Written instruction 1: Transcribe the post on clustering KVM with Ceph storage in full, reproducing every word and line without alteration.

Page:

★ ★ ★

Clustering KVM with Ceph Storage

I have, for a long time, been fascinated and terrified by “Virtual SAN” solutions.

The idea of combining storage and compute seems on the surface very attractive. It allows us to scale out our storage and compute together or separately in relatively small and affordable units, helping avoid the sticker shock of the upfront cost of storage systems. And as somebody especially prone to capex-phobia, that really is a great solution.

However, on a technical level there are some major shortcomings of this type of infrastructure. For one, storage failures are by far the most feared and devastating that can happen to any individual or organization, and housing that on the relatively volatile virtual host layer seems like a very bad idea. Furthermore, many of the commercial solutions have very strict requirements on the type of hardware that can be used, and very vague documentation on how to recover the system from any sort of degraded state.

In particular, Microsoft’s Storage Spaces Direct (S2D) solution has a lack of meaningful documentation, most of it coming off more as a sales pitch than as a technical document for engineers and architects. This type of marketecture seems to be quite common in this space, with VMware’s VSAN suffering the same lack of useful information to a lesser (but still irritating) degree. And of course, there’s a slew of other systems that are more or less effective and documented.

★ ★ ★

Supplied entries:
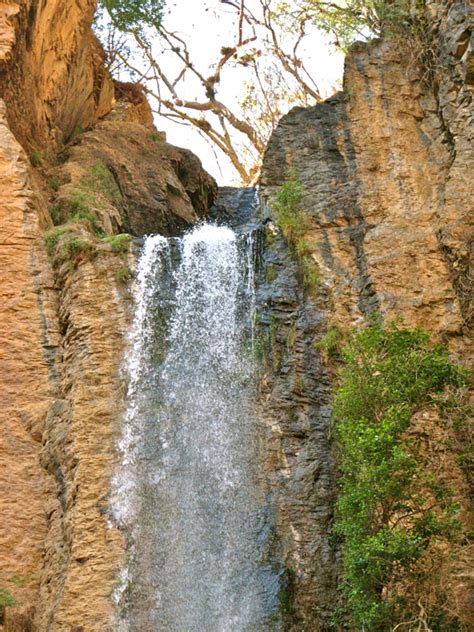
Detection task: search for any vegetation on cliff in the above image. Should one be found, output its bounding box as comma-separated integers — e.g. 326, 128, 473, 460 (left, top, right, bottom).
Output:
334, 321, 468, 632
272, 170, 319, 293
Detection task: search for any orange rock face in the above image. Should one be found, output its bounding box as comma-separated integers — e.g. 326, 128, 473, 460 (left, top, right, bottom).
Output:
0, 102, 51, 620
0, 0, 114, 156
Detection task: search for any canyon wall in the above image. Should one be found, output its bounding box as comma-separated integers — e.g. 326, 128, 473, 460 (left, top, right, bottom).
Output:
0, 0, 474, 632
261, 2, 474, 630
0, 0, 216, 632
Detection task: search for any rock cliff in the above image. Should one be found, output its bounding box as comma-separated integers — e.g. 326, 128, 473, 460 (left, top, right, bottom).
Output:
0, 0, 216, 632
261, 2, 474, 630
0, 0, 474, 632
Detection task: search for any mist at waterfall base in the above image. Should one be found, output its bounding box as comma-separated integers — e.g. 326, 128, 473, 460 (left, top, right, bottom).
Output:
112, 224, 281, 632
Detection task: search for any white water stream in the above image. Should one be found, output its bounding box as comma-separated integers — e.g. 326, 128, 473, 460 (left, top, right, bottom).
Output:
112, 224, 280, 632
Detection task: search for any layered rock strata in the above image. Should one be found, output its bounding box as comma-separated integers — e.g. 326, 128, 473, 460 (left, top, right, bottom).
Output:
262, 2, 474, 630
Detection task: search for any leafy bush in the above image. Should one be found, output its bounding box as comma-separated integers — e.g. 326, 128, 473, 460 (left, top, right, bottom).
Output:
101, 0, 165, 32
48, 204, 61, 226
272, 171, 320, 291
334, 322, 467, 630
105, 233, 131, 254
303, 0, 424, 50
44, 226, 68, 257
60, 235, 95, 260
0, 588, 15, 608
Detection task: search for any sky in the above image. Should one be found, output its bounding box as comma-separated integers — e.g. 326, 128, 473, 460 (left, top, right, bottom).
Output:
130, 0, 344, 184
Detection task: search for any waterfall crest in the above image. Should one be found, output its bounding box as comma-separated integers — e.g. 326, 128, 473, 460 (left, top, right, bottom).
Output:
112, 224, 280, 632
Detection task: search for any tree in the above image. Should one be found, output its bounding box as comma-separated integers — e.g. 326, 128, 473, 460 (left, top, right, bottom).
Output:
100, 0, 410, 183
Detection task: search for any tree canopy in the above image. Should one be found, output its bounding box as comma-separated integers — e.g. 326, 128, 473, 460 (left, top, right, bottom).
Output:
99, 0, 423, 183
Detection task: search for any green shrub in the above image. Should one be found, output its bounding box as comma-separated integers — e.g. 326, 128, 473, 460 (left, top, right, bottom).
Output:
272, 171, 320, 292
44, 226, 68, 257
105, 233, 131, 254
115, 266, 133, 285
334, 322, 467, 630
30, 150, 43, 167
48, 204, 61, 226
49, 176, 61, 192
62, 160, 122, 236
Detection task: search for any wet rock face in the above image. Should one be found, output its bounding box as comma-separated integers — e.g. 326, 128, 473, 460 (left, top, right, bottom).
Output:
258, 235, 337, 632
260, 2, 474, 630
211, 187, 338, 632
0, 0, 114, 154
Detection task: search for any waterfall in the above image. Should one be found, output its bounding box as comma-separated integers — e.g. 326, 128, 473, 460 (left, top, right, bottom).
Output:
112, 224, 280, 632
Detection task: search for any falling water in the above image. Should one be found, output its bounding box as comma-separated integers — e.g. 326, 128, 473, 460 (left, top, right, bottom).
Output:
112, 224, 280, 632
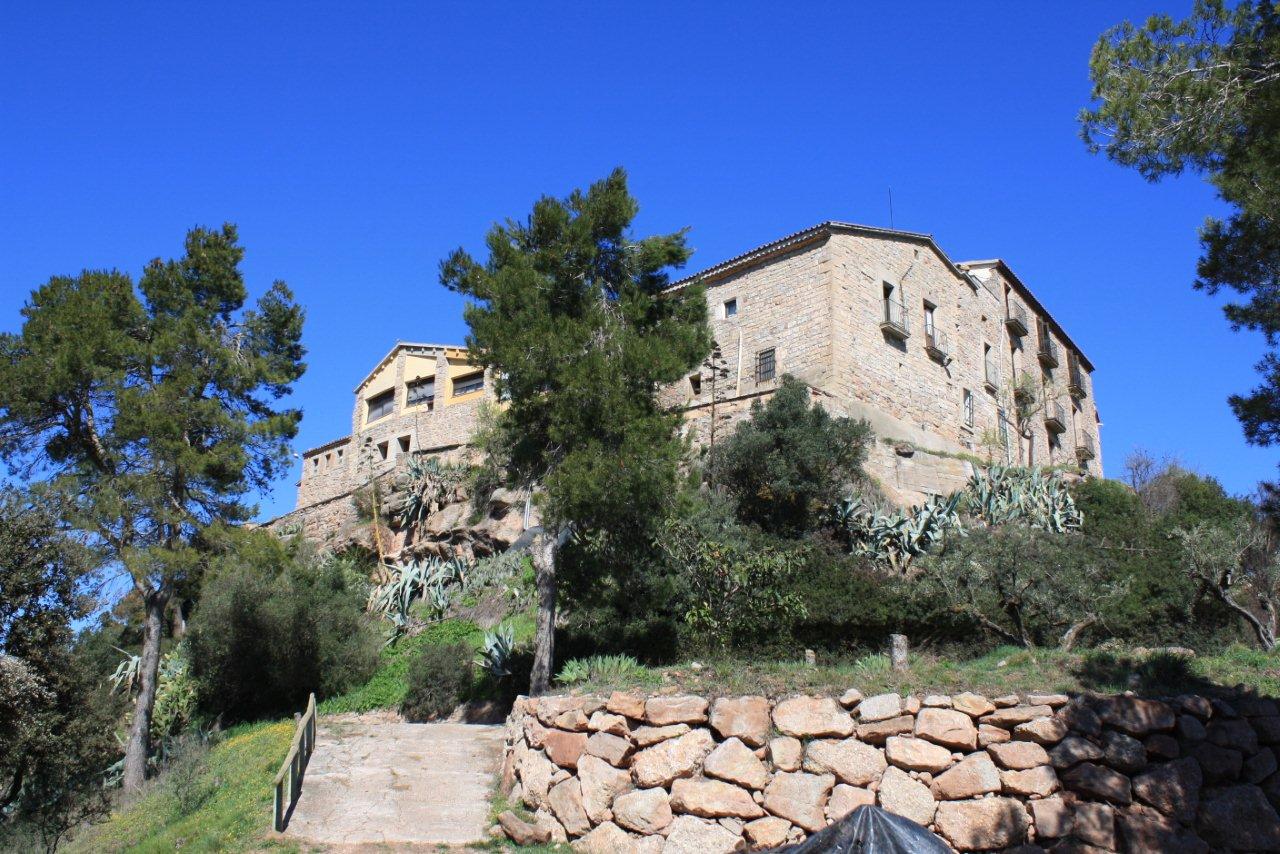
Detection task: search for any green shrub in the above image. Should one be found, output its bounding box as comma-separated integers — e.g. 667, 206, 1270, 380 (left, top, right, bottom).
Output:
710, 375, 872, 536
556, 656, 644, 685
790, 543, 986, 657
659, 520, 804, 649
188, 547, 379, 721
401, 643, 475, 721
160, 735, 221, 819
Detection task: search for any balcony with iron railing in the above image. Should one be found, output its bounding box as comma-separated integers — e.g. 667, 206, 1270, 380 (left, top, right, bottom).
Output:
1044, 401, 1066, 433
1005, 300, 1030, 338
924, 329, 951, 362
1036, 326, 1057, 367
881, 297, 911, 341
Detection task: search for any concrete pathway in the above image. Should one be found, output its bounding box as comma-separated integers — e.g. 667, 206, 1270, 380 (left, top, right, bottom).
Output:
285, 716, 503, 850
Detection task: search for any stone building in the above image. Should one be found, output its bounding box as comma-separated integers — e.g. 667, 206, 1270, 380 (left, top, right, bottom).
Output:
280, 343, 492, 539
291, 222, 1102, 528
664, 222, 1102, 502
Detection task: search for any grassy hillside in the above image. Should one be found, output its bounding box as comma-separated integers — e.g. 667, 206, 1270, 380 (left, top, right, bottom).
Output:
572, 647, 1280, 697
67, 721, 294, 854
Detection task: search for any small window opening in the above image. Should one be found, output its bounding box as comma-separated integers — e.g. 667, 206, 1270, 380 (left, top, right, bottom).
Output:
404, 376, 435, 410
755, 347, 777, 383
453, 371, 484, 397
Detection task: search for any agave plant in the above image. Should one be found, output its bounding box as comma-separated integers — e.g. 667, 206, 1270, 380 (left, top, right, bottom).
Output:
367, 557, 466, 640
396, 456, 461, 530
476, 625, 516, 679
109, 647, 142, 694
831, 493, 964, 574
964, 466, 1084, 534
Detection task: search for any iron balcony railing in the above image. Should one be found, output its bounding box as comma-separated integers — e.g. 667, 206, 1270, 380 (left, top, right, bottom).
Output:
1005, 300, 1030, 338
1036, 326, 1057, 367
881, 298, 911, 339
1044, 401, 1066, 433
924, 329, 951, 361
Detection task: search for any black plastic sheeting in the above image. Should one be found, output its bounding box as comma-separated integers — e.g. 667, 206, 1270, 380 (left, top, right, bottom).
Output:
773, 807, 951, 854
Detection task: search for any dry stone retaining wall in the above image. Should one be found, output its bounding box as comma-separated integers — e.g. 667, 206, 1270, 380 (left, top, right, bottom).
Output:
499, 690, 1280, 854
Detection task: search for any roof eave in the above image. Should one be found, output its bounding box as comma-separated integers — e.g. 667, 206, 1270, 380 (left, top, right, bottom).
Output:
957, 257, 1093, 373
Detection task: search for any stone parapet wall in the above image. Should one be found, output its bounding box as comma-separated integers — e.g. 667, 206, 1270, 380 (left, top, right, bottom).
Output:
499, 690, 1280, 854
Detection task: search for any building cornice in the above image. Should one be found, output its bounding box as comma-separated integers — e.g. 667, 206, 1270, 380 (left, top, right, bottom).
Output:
669, 220, 1093, 371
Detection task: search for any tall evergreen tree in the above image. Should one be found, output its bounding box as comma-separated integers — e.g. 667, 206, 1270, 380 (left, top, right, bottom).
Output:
1080, 0, 1280, 446
0, 224, 305, 790
440, 169, 710, 694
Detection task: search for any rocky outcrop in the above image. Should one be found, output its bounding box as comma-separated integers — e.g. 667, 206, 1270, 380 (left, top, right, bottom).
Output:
500, 689, 1280, 854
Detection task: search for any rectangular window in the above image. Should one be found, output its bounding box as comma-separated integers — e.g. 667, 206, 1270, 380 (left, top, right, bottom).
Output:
755, 347, 777, 383
404, 376, 435, 408
453, 371, 484, 397
365, 388, 396, 421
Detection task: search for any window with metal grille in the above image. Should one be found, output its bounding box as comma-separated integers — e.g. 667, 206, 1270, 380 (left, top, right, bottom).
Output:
453, 371, 484, 397
365, 388, 396, 421
404, 376, 435, 408
755, 347, 777, 383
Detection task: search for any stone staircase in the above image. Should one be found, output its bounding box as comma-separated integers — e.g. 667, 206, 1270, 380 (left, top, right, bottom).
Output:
285, 716, 503, 850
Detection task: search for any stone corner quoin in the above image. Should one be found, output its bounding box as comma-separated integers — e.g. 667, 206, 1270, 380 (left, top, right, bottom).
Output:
499, 690, 1280, 854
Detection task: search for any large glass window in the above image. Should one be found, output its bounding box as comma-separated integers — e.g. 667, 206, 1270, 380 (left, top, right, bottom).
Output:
365, 388, 396, 421
453, 371, 484, 397
404, 376, 435, 408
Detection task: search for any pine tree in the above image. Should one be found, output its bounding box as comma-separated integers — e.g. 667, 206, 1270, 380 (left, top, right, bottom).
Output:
440, 169, 710, 694
0, 225, 305, 790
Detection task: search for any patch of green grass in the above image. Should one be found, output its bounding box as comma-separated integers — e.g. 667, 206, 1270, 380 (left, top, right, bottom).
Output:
320, 620, 496, 714
558, 647, 1280, 697
67, 721, 293, 854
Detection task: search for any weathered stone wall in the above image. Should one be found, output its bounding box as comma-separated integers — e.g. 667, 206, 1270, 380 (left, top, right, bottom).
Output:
499, 690, 1280, 854
297, 344, 493, 517
662, 229, 1102, 503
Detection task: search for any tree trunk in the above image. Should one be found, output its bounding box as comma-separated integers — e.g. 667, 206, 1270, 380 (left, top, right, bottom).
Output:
888, 635, 909, 672
529, 529, 559, 697
124, 589, 169, 791
1057, 613, 1098, 653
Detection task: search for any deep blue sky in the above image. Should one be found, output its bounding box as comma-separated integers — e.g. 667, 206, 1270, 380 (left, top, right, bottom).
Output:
0, 0, 1264, 515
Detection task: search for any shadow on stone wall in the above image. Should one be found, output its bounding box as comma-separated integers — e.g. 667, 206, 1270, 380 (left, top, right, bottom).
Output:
500, 691, 1280, 854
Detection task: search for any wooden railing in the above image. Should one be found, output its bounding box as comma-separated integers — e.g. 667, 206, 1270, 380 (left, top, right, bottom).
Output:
274, 694, 316, 832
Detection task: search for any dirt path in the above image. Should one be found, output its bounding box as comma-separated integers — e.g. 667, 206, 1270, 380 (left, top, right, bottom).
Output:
285, 717, 503, 850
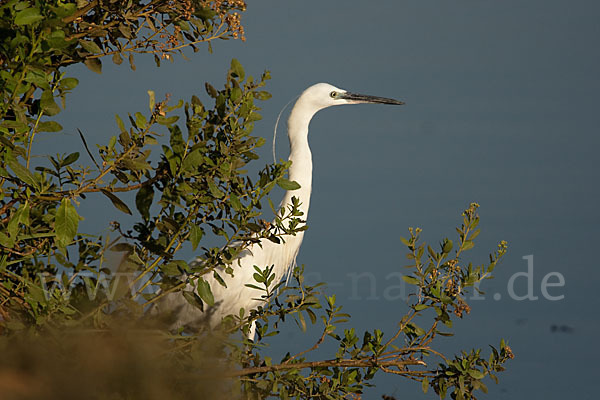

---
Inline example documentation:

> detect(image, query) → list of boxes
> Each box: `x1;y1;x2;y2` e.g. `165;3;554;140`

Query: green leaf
60;78;79;90
190;224;204;250
83;58;102;74
135;185;154;221
208;181;225;199
148;90;156;113
8;160;35;186
79;40;102;54
135;112;148;129
100;189;132;215
54;198;79;247
198;278;215;307
461;240;475;251
40;90;60;116
182;149;204;174
229;193;243;211
277;178;300;190
469;369;485;379
112;53;123;65
15;7;44;25
231;58;246;81
60;152;79;167
182;290;204;311
37;121;62;132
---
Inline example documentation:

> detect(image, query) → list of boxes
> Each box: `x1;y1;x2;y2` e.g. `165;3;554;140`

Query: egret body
159;83;404;339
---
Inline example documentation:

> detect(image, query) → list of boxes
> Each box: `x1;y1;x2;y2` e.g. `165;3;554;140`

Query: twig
225;359;427;377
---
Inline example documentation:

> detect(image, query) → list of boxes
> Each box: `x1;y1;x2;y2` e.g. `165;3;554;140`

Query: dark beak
340;92;404;106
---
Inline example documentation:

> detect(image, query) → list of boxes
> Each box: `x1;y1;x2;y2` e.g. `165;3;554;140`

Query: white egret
158;83;404;339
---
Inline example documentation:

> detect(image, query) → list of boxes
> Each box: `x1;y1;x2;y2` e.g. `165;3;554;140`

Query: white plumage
157;83;404;339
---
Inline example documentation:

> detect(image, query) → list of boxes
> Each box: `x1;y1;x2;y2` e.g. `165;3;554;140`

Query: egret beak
340;92;404;106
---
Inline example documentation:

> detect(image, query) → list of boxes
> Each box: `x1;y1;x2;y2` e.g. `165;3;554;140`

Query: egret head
300;83;404;110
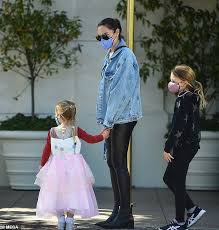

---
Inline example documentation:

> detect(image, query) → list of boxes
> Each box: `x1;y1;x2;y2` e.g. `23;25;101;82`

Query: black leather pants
106;121;137;210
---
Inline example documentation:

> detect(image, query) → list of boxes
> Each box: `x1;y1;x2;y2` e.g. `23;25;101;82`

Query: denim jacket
96;39;142;128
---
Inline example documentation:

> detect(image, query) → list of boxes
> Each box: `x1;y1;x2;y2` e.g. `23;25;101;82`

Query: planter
0;131;47;190
187;131;219;190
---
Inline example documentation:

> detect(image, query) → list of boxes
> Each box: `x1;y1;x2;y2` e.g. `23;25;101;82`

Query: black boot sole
101;222;134;229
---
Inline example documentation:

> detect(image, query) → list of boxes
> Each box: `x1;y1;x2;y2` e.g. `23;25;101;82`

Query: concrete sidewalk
0;188;219;230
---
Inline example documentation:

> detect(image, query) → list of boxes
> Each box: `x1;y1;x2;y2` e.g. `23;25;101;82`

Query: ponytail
193;80;207;110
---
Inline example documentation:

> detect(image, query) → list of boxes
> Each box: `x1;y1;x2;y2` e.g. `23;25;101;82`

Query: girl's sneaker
65;217;74;230
186;207;206;228
159;219;188;230
58;216;65;230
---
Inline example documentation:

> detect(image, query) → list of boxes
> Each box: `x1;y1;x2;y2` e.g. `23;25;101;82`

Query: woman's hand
163;151;174;162
100;129;110;140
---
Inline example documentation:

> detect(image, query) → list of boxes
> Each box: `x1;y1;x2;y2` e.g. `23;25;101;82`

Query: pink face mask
168;81;180;93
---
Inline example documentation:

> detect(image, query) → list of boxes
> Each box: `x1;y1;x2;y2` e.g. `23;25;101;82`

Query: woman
96;18;142;229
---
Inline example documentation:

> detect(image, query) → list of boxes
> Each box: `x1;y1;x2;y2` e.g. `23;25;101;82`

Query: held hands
100;129;110;140
163;151;174;162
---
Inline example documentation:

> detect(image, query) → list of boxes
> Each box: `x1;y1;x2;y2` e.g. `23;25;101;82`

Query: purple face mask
168;81;180;93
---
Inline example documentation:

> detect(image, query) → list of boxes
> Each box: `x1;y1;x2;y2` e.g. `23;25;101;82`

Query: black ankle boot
102;208;134;229
95;205;119;227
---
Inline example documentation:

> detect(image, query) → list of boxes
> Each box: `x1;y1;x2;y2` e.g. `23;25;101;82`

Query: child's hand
100;129;110;140
163;151;174;162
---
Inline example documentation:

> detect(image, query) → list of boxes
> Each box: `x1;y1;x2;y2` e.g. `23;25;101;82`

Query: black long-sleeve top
164;91;201;153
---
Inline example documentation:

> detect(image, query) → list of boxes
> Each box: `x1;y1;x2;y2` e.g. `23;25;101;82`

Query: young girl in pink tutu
35;100;109;230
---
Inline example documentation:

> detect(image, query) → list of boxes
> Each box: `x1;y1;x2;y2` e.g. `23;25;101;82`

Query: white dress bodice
51;127;81;154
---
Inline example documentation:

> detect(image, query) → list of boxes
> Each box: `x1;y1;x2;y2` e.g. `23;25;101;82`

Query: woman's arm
40;131;51;166
78;127;104;144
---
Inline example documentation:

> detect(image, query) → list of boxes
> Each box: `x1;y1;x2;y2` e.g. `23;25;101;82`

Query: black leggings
106;121;137;209
163;146;198;222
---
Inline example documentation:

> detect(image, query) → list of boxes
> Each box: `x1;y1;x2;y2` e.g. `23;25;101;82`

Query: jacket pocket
104;71;115;80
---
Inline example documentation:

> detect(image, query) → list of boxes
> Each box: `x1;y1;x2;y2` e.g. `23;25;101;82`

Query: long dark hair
97;18;123;40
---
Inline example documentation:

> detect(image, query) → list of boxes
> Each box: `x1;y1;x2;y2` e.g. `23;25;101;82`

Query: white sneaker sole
187;209;206;228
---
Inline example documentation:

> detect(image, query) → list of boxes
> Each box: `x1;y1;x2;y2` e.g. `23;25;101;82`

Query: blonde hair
55;100;77;140
171;65;207;109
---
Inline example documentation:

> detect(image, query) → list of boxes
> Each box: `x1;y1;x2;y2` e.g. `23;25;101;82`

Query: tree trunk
26;49;36;119
31;76;35;119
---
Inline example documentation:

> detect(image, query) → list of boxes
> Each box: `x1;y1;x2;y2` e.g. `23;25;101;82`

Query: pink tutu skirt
34;153;98;218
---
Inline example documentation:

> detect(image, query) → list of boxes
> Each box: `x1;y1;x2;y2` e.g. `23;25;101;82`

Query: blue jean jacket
96;39;142;128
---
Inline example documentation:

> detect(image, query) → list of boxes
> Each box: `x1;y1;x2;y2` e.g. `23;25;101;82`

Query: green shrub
0;113;56;131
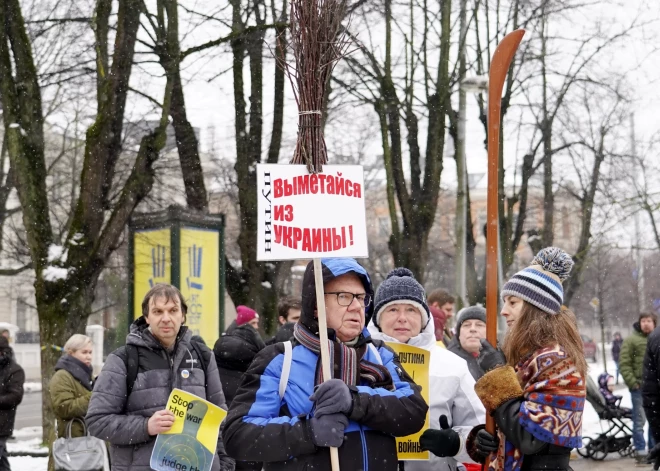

★ ★ ★

Written instruction 2: Rewrite only the rows between the line holding "Detection task: search for any tree trunk" and the line holding "1057, 613, 1098, 653", inclusive, with "tree trunk" replaced by "fallen log" and all else left unchanged.

Worked solution 1:
Clustering KVM with Ceph Storage

I have, for a long time, been fascinated and terrified by “Virtual SAN” solutions.

The idea of combining storage and compute seems on the surface very attractive. It allows us to scale out our storage and compute together or separately in relatively small and affordable units, helping avoid the sticker shock of the upfront cost of storage systems. And as somebody especially prone to capex-phobia, that really is a great solution.

However, on a technical level there are some major shortcomings of this type of infrastructure. For one, storage failures are by far the most feared and devastating that can happen to any individual or organization, and housing that on the relatively volatile virtual host layer seems like a very bad idea. Furthermore, many of the commercial solutions have very strict requirements on the type of hardware that can be used, and very vague documentation on how to recover the system from any sort of degraded state.

In particular, Microsoft’s Storage Spaces Direct (S2D) solution has a lack of meaningful documentation, most of it coming off more as a sales pitch than as a technical document for engineers and architects. This type of marketecture seems to be quite common in this space, with VMware’s VSAN suffering the same lack of useful information to a lesser (but still irritating) degree. And of course, there’s a slew of other systems that are more or less effective and documented.

Worked solution 2:
Detection task: search for any fallen log in the above image. Should one be found, output its bounding box as comma-separated integers — e.g. 667, 206, 1270, 380 (left, top, right, bottom).
Output:
888, 635, 909, 672
529, 529, 559, 697
124, 589, 169, 791
1057, 613, 1098, 653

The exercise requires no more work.